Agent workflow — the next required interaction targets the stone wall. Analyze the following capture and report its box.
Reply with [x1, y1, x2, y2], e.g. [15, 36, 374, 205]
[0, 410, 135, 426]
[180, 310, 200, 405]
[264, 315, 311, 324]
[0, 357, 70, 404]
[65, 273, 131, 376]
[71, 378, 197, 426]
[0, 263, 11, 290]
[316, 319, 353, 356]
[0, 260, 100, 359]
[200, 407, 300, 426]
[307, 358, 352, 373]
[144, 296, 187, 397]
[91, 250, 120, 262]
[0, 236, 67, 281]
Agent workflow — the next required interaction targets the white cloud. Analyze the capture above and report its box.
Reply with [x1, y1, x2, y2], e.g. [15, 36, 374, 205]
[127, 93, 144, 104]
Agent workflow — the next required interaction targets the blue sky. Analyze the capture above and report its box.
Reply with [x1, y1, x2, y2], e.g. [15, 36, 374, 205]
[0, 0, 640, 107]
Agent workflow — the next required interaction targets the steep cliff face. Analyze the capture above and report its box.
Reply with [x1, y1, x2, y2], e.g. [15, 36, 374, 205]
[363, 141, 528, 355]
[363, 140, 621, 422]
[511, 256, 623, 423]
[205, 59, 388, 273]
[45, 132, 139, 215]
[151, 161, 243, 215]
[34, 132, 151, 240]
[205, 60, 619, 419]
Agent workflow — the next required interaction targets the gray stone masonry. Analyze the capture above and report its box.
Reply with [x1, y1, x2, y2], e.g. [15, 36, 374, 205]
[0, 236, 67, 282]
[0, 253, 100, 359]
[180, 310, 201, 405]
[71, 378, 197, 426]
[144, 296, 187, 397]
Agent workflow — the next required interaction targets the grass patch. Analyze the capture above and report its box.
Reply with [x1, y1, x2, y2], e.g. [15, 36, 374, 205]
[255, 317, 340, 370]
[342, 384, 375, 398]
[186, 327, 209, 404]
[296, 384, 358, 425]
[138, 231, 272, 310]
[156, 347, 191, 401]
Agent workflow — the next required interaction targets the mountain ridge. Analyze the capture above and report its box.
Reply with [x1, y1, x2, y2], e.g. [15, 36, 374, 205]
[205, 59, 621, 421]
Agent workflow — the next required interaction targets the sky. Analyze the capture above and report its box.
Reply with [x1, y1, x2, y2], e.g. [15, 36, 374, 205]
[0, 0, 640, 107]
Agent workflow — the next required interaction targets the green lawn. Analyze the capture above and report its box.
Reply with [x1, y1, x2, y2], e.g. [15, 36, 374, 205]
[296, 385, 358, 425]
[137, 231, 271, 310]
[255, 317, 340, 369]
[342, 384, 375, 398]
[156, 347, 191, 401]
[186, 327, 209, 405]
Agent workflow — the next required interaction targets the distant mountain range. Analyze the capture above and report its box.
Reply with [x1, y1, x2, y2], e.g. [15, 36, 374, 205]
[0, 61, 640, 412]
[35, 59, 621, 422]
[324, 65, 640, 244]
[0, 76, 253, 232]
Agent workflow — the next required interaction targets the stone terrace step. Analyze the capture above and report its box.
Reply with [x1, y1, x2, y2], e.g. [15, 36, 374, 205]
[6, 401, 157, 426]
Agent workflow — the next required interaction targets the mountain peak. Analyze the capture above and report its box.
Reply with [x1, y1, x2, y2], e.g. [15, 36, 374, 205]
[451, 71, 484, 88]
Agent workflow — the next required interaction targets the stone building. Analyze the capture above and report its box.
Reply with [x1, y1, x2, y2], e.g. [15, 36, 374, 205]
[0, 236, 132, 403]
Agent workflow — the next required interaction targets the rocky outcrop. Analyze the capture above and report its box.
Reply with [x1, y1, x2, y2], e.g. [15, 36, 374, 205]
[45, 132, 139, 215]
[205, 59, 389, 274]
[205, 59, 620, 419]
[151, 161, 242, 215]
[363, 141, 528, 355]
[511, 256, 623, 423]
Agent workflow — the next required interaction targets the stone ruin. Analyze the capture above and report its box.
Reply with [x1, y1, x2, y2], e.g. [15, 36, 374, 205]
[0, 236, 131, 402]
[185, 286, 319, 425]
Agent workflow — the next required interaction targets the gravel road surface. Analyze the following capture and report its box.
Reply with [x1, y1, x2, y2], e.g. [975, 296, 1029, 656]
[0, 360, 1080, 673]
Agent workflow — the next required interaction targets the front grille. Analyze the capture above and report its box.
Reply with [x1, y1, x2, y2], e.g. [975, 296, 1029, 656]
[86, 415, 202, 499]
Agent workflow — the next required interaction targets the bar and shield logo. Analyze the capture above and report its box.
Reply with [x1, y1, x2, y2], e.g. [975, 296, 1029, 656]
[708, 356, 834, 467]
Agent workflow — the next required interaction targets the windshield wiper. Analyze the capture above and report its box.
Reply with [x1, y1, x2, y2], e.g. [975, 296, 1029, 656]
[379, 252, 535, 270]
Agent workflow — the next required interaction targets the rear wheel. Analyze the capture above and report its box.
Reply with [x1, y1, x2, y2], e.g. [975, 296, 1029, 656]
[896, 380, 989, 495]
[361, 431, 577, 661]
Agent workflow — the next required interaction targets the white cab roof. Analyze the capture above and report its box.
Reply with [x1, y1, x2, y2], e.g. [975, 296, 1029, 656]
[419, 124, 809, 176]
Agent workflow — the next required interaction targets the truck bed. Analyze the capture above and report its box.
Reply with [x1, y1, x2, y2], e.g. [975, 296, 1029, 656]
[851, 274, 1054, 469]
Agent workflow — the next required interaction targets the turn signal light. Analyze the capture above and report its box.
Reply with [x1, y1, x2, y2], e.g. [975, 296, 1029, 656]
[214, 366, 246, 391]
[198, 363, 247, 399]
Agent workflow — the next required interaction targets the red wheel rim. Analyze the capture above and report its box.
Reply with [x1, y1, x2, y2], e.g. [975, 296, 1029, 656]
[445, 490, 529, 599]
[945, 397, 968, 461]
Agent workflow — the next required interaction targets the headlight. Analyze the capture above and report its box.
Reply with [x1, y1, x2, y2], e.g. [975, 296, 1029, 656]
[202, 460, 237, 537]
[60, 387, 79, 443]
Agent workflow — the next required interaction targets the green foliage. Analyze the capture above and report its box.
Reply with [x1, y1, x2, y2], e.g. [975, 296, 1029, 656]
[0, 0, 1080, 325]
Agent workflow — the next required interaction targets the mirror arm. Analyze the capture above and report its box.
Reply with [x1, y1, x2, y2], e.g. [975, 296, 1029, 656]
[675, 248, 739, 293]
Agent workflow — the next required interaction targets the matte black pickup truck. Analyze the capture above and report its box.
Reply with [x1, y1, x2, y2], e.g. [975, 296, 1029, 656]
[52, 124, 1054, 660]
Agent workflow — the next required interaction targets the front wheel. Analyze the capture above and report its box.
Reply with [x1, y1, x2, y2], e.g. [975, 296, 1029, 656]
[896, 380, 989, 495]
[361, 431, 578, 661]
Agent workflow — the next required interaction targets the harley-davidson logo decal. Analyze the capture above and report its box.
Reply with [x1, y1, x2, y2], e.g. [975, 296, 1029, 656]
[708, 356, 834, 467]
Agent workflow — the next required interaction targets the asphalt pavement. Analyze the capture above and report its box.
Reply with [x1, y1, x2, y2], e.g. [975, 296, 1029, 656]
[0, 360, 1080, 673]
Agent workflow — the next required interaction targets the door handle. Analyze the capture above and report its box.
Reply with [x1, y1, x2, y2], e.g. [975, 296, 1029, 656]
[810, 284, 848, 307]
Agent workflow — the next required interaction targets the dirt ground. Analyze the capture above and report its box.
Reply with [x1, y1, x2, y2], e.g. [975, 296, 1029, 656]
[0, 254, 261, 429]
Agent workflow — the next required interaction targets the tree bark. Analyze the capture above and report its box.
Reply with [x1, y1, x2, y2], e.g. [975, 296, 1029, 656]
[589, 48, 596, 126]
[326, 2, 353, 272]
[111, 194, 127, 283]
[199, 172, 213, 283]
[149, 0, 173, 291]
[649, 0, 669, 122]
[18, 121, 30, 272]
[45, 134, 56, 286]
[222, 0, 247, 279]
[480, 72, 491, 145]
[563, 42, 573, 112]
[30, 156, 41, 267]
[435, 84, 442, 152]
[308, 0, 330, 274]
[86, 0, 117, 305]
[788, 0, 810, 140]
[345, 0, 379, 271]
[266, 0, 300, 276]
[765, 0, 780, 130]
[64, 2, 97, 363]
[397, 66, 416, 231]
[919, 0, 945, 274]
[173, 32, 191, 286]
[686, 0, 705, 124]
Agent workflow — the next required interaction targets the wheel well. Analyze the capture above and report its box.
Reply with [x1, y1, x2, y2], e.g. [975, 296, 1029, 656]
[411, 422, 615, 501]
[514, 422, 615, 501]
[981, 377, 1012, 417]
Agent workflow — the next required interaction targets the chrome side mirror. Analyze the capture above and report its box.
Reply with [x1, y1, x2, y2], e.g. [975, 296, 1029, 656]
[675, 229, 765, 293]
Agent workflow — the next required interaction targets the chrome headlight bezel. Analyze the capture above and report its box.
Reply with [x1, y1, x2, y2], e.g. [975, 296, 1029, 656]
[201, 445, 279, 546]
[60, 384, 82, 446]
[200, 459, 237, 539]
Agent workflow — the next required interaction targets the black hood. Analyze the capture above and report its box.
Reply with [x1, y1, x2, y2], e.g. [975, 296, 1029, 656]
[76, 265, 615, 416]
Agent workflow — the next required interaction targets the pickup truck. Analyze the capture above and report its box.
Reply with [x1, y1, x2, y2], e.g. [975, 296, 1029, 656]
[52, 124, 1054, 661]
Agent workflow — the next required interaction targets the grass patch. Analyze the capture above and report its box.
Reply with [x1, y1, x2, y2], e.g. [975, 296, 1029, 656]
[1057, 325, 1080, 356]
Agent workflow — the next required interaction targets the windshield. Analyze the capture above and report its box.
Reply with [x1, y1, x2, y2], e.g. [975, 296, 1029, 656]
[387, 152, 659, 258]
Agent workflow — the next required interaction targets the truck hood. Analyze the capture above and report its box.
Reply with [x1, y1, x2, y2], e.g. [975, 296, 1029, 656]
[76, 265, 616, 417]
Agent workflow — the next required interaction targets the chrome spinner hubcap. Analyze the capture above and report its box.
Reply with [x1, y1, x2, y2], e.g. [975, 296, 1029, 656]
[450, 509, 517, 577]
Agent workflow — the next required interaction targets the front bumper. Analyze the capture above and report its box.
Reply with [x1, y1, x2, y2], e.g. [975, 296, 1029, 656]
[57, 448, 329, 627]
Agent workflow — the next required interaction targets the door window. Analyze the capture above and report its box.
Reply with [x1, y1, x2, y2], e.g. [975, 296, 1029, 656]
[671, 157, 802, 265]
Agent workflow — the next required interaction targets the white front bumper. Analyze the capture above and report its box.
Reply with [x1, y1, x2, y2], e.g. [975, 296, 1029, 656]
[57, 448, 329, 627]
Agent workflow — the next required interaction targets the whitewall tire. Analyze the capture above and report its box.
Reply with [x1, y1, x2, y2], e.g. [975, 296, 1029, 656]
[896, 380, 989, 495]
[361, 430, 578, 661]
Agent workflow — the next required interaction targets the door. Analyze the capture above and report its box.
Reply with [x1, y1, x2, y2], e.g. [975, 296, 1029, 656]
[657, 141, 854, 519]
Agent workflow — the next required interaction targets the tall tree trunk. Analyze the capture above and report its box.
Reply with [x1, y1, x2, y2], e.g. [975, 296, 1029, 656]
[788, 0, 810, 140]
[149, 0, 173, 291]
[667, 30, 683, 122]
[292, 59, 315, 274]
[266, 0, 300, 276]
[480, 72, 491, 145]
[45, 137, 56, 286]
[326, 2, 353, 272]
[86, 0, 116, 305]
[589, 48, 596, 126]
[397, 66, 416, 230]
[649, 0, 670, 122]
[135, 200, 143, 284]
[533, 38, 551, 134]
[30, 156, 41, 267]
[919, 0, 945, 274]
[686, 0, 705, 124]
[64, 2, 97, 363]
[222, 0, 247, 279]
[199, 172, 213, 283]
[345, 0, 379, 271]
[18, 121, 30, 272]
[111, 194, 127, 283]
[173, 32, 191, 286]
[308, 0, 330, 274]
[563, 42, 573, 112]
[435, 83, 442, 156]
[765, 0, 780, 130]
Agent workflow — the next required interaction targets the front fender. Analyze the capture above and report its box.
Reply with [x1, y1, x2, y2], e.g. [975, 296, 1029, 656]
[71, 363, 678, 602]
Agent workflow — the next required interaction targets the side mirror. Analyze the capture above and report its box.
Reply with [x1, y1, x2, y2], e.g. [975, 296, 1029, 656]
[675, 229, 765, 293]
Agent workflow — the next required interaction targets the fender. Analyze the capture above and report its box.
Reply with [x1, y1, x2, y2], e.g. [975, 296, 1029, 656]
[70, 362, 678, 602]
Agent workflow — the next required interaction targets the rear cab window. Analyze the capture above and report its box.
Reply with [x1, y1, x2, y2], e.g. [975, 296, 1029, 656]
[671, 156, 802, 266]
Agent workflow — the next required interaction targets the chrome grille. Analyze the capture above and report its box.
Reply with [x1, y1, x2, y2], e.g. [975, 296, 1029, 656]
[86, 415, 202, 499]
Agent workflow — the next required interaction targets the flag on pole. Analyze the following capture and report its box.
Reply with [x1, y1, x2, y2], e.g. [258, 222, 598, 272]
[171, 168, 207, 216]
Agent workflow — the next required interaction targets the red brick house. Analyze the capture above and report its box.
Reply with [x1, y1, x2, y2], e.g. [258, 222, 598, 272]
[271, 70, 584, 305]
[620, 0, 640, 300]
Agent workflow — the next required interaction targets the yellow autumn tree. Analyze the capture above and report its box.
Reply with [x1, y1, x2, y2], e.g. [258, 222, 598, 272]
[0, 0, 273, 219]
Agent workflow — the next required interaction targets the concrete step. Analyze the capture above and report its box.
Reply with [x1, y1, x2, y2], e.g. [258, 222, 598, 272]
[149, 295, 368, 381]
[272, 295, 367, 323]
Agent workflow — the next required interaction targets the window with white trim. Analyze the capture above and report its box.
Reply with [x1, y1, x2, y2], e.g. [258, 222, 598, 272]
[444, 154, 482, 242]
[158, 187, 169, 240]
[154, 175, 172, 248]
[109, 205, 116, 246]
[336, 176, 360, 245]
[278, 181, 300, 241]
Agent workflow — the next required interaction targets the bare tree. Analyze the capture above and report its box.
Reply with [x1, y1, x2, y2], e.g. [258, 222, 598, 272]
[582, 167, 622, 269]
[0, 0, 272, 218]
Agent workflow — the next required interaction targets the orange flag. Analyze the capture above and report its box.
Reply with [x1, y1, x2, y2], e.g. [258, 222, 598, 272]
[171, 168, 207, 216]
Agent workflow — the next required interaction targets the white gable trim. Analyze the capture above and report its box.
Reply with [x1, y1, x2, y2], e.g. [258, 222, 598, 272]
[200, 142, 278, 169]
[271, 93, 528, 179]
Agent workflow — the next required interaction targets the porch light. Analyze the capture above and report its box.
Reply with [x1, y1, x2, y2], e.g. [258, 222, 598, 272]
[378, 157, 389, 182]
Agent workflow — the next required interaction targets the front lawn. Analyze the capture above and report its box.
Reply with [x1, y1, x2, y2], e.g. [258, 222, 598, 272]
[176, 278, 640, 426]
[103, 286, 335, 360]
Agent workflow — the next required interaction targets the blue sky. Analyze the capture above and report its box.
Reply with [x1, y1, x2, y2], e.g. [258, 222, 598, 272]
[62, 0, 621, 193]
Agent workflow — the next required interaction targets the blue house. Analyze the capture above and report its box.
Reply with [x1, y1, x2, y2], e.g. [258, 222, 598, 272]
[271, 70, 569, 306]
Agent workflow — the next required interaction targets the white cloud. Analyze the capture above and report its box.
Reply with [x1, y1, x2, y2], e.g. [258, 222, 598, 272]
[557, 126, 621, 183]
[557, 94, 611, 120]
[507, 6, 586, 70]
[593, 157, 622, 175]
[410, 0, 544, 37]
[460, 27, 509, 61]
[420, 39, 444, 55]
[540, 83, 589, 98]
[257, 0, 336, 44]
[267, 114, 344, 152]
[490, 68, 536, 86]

********************

* _What the task requires_:
Collect every line of the records above that contains the word "following" and copy each of those lines in full. Matching is case-sensitive.

* _Exercise response_:
Agent workflow — the next required interaction targets the stone wall. Analyze the following capture and report its box.
Agent workflow — the next required interaction targets the gravel road surface. Analyze the following capture and report its box.
Agent workflow — the next required interaction targets the flag on pole. Analyze the following capture and report its box.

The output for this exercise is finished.